EXERCISE GOAL:
Retype the part of the article on California's added Covid-19 beds that opens with the words containing "State secures space" and closes with "stations across the state.", copying it without changes.

SUPPLIED PASSAGE:
State secures space for additional 4,500 beds ahead of Covid-19 surge

Gov. Gavin Newsom announced Monday that the state is modifying Sacramento’s Natomas Arena and multiple Bay Area sites into medical facilities to support the state’s surge in cases of the novel coronavirus.

The state has secured more than 4,500 additional beds at the arena as well as a hotel in San Carlos, California Pacific Medical Center’s Pacific campus in San Francisco, the Fairview and Porterville developmental centers and eight federal medical stations across the state.

The San Carlos hotel will offer a maximum of 120 beds while the CPMC Pacific campus can offer an additional 291 beds, according to state officials.

The state plans to secure some 20,000 beds in total to support overwhelmed medical facilities across the state. Hospitals are also expected to expand their number of beds by some 30,000. All told, the surge in beds will expand the state’s number of beds from 75,000 to 125,000, according to Newsom.

Newsom said:

“This is an all hands on deck effort, and I am extremely grateful to all of our partners in the medical community, the private sector and across government for helping us get this far.”

The governor added:

“All of these efforts will only pay off if we continue to slow the spread of the virus.”

CLopez63/Wikimedia Commons The Natomas Arena, formerly Sleep Train Area, in Sacramento, Calif. is one of several sites being converted into emergency medical facilities in preparation for the Covid-19 patient surge.

The state plans to staff the surge locations as well as existing hospitals through the California Health Corps, an initiative Newsom announced March 30 to pull people like recently retired medical professionals, medical and nursing students and medical disaster response team members into the state’s health care industry to help fight the virus.

According to Newsom, 81,879 people have filled out an application for the Health Corps. State officials are currently reviewing applications, and selected applicants will receive help becoming licensed or re-licensed in California, if necessary.

Newsom said:

“We have a lot of existing licensed medical professionals that are currently working that have also applied on that site to potentially be redeployed to more acute needs within the system.”

He added:

“But it’s still a jaw-dropping number, 80-plus thousand people, that are willing to meet this moment.”

The state is also leasing Daly City’s Seton Medical Center and Los Angeles’ St. Vincent Medical Center and has access to the USNS Mercy naval medical ship to treat coronavirus patients.

MATERIAL PROVIDED:
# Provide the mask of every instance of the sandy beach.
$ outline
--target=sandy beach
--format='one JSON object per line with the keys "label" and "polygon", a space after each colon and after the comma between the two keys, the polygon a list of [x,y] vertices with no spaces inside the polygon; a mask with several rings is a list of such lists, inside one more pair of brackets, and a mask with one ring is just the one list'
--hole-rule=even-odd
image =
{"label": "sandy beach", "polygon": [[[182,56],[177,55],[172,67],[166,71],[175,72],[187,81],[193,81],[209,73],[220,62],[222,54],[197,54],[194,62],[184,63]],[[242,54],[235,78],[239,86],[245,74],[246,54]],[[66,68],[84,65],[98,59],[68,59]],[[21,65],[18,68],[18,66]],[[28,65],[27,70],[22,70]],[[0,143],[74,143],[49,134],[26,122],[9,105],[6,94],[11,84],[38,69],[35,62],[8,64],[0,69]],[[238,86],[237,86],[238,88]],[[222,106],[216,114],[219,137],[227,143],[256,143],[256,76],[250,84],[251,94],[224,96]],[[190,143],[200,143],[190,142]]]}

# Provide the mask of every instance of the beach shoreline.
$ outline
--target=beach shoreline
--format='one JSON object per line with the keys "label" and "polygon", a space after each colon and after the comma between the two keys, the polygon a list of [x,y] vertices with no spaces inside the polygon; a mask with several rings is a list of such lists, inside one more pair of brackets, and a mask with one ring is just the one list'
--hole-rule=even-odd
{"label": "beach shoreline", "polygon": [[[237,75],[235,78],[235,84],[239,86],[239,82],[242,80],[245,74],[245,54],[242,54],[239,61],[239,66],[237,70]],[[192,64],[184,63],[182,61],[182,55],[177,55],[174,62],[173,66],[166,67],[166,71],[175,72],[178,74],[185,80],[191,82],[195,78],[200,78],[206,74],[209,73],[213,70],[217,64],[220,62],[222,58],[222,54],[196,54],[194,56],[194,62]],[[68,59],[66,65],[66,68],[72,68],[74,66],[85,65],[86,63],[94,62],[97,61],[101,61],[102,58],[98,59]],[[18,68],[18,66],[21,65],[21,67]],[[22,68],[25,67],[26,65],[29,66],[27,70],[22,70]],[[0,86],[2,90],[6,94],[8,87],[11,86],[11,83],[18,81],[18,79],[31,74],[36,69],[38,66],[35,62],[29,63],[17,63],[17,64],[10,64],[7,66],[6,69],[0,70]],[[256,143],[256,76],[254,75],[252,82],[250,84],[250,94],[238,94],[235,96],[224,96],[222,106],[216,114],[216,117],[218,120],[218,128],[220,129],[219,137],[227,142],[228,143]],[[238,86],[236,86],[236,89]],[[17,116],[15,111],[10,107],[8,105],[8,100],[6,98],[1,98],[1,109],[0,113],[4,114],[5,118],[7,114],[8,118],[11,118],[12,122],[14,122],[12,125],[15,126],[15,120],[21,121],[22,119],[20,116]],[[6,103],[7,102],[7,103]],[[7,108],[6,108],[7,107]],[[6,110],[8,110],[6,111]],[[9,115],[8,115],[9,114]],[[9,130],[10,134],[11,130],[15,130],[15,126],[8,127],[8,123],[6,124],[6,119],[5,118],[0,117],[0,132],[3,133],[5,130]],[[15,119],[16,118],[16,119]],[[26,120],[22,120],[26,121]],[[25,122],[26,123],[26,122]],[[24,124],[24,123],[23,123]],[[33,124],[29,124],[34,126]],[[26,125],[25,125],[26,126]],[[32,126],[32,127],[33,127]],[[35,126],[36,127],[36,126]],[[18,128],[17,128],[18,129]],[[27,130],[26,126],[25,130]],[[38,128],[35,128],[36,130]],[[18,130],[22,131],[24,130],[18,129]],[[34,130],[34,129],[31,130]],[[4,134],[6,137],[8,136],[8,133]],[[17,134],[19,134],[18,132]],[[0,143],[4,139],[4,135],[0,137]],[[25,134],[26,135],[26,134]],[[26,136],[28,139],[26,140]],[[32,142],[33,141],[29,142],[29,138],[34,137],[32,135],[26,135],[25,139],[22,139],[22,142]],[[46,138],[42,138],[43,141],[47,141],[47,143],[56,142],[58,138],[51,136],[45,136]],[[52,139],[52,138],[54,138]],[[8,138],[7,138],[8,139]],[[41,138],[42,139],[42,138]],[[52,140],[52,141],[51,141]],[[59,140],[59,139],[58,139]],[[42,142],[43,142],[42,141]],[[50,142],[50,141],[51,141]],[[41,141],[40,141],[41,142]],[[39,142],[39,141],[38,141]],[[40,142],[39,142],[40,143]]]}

RESULT FOR THIS EXERCISE:
State secures space for additional 4,500 beds ahead of Covid-19 surge

Gov. Gavin Newsom announced Monday that the state is modifying Sacramento’s Natomas Arena and multiple Bay Area sites into medical facilities to support the state’s surge in cases of the novel coronavirus.

The state has secured more than 4,500 additional beds at the arena as well as a hotel in San Carlos, California Pacific Medical Center’s Pacific campus in San Francisco, the Fairview and Porterville developmental centers and eight federal medical stations across the state.